Well, none of that was working. Its exactly like standing on the branch you are sawing on. I took a couple of stabs at it using isolation testing, and had no success. The first reason was the code still had bugs. The second was getting it to loop back to itself. The method I ended up using was to isolation test to three levels. The first was the binary in bin. The second was the binary in the source tree. The third was to generate a new binary unrelated to the previous two.
So I would create the third level binary, debug that, then copy that working binary to the second level, self compile that a few times, then copy to the bin directory. It took most of two days to get it all to work right.
However, now it works and I am moving on to fixing the script files.
pgen generated binaries use the Pascaline Annex C: "Undefined program parameter binding" method. Any header files, or other kind of variable, that appears in the header is fufilled via the command line:
program test(input, datafile);
var datafile: text;
begin
...
end.
Any file that is predefined to Pascaline is taken care of by the compiler. Here this is the "input" file, but could also be "output", "error", "list" and "command" files.
Any other files, or other variables, must be declared by the program. Here it is "datafile". The program is then executed as:
test mydata
Thus the name "mydata" gets assigned to "datafile", and it is a text file.
In fact, the file type of a header file could be anything. It could well be "file of integer", "file of char", or anything else, including a complex file of records.
It can also be another kind of variable:
program test(input, number);
var number: integer;
begin
...

[Rows from a dataset]
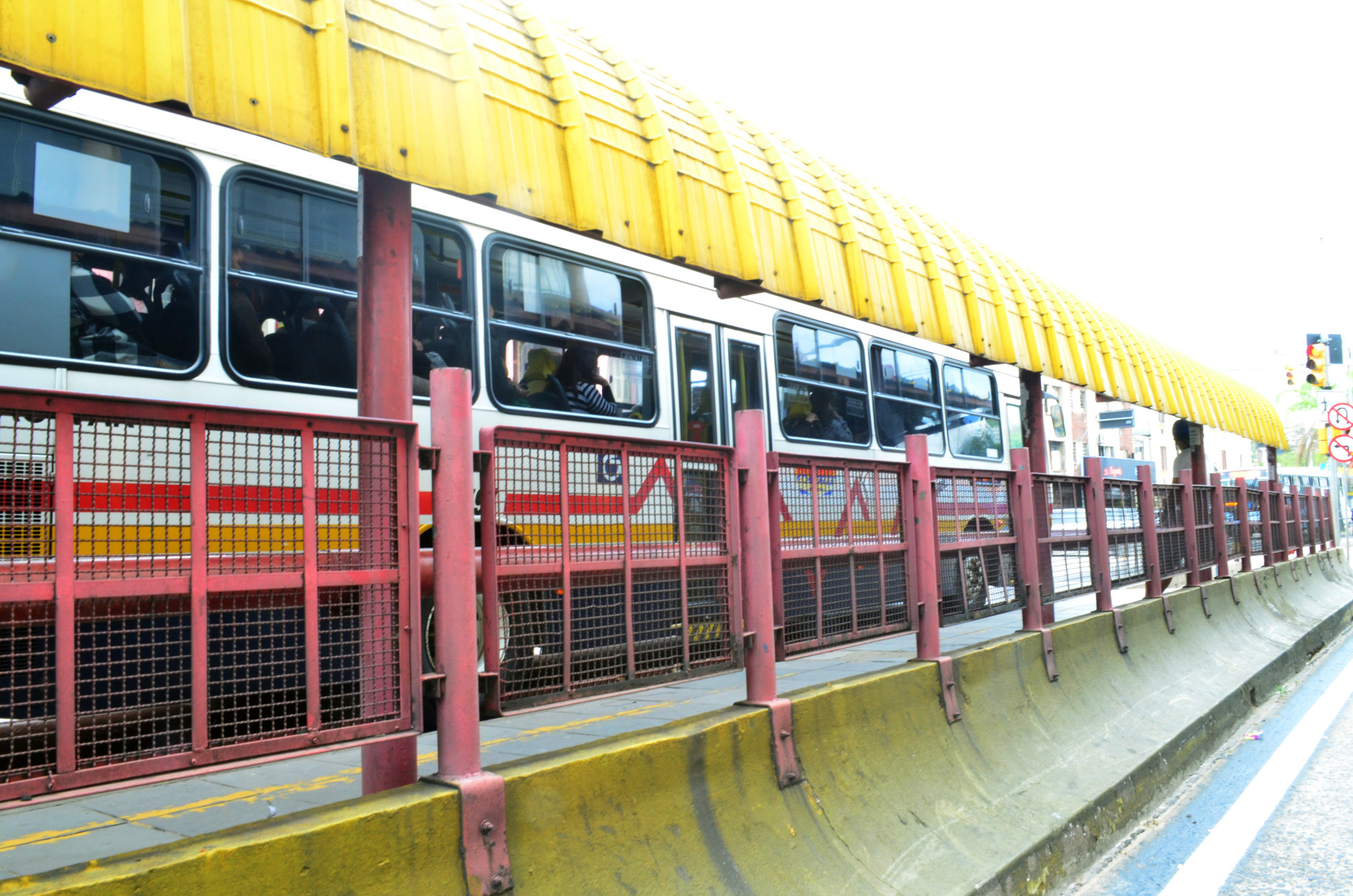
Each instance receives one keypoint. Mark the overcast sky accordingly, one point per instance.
(1184, 166)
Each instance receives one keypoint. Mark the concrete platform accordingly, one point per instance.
(78, 828)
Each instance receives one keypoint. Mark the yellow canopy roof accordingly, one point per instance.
(483, 98)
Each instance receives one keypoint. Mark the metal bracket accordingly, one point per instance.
(493, 696)
(781, 740)
(1049, 658)
(949, 689)
(483, 831)
(439, 683)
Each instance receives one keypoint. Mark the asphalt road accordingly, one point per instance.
(1271, 815)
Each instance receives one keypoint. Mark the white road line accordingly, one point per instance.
(1207, 869)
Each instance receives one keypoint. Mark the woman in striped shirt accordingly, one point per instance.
(588, 390)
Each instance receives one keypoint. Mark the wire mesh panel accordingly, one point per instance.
(977, 566)
(1233, 509)
(1064, 536)
(1294, 523)
(235, 584)
(1203, 528)
(27, 496)
(1123, 518)
(612, 564)
(1169, 528)
(1303, 504)
(842, 551)
(1276, 531)
(1254, 514)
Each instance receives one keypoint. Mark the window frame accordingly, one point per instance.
(777, 377)
(994, 414)
(875, 394)
(513, 241)
(199, 230)
(285, 180)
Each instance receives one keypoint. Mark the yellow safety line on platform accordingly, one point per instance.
(489, 99)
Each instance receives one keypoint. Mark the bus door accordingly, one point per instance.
(716, 371)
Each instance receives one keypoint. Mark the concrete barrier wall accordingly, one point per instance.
(1016, 795)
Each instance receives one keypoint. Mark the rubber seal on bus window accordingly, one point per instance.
(494, 240)
(1000, 423)
(326, 191)
(867, 392)
(201, 237)
(937, 361)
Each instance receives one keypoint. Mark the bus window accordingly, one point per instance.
(291, 306)
(1014, 425)
(569, 339)
(696, 396)
(744, 377)
(907, 398)
(970, 413)
(822, 383)
(99, 259)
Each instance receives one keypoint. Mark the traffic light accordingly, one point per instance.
(1318, 361)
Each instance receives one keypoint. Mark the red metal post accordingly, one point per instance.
(1026, 537)
(1242, 509)
(923, 555)
(1313, 517)
(310, 550)
(64, 550)
(758, 595)
(198, 593)
(923, 547)
(1223, 559)
(1190, 527)
(385, 379)
(455, 627)
(1096, 520)
(1297, 516)
(754, 517)
(1032, 424)
(483, 804)
(1266, 523)
(1329, 520)
(1150, 545)
(1282, 549)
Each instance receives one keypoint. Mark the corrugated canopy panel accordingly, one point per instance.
(485, 98)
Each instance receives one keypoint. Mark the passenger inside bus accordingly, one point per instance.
(129, 313)
(588, 390)
(822, 421)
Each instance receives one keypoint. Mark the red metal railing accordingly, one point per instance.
(1064, 536)
(1169, 530)
(186, 585)
(1126, 540)
(605, 562)
(1235, 512)
(1204, 525)
(979, 571)
(841, 559)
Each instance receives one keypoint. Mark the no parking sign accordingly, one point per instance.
(1341, 416)
(1341, 448)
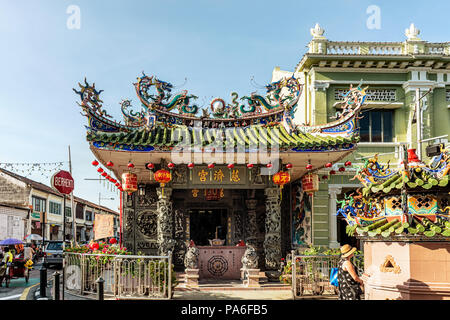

◆ **EXERCISE INSTRUCTIONS**:
1) In the compiler post, how many levels of isolation testing did the writer end up using?
2) Rewrite the paragraph of the compiler post that begins "So I would create the third level binary" in a single shorter sentence that keeps its main facts.
3) Print the part of the compiler post that opens with the words containing "Any other files, or" and closes with "file of records.".

◆ **ANSWER LIST**:
1) Three levels.

2) The writer built and debugged the third-level binary, copied it to the second level, self-compiled it several times, and then copied it to the bin directory, which took most of two days to get working.

3)
Any other files, or other variables, must be declared by the program. Here it is "datafile". The program is then executed as:
test mydata
Thus the name "mydata" gets assigned to "datafile", and it is a text file.
In fact, the file type of a header file could be anything. It could well be "file of integer", "file of char", or anything else, including a complex file of records.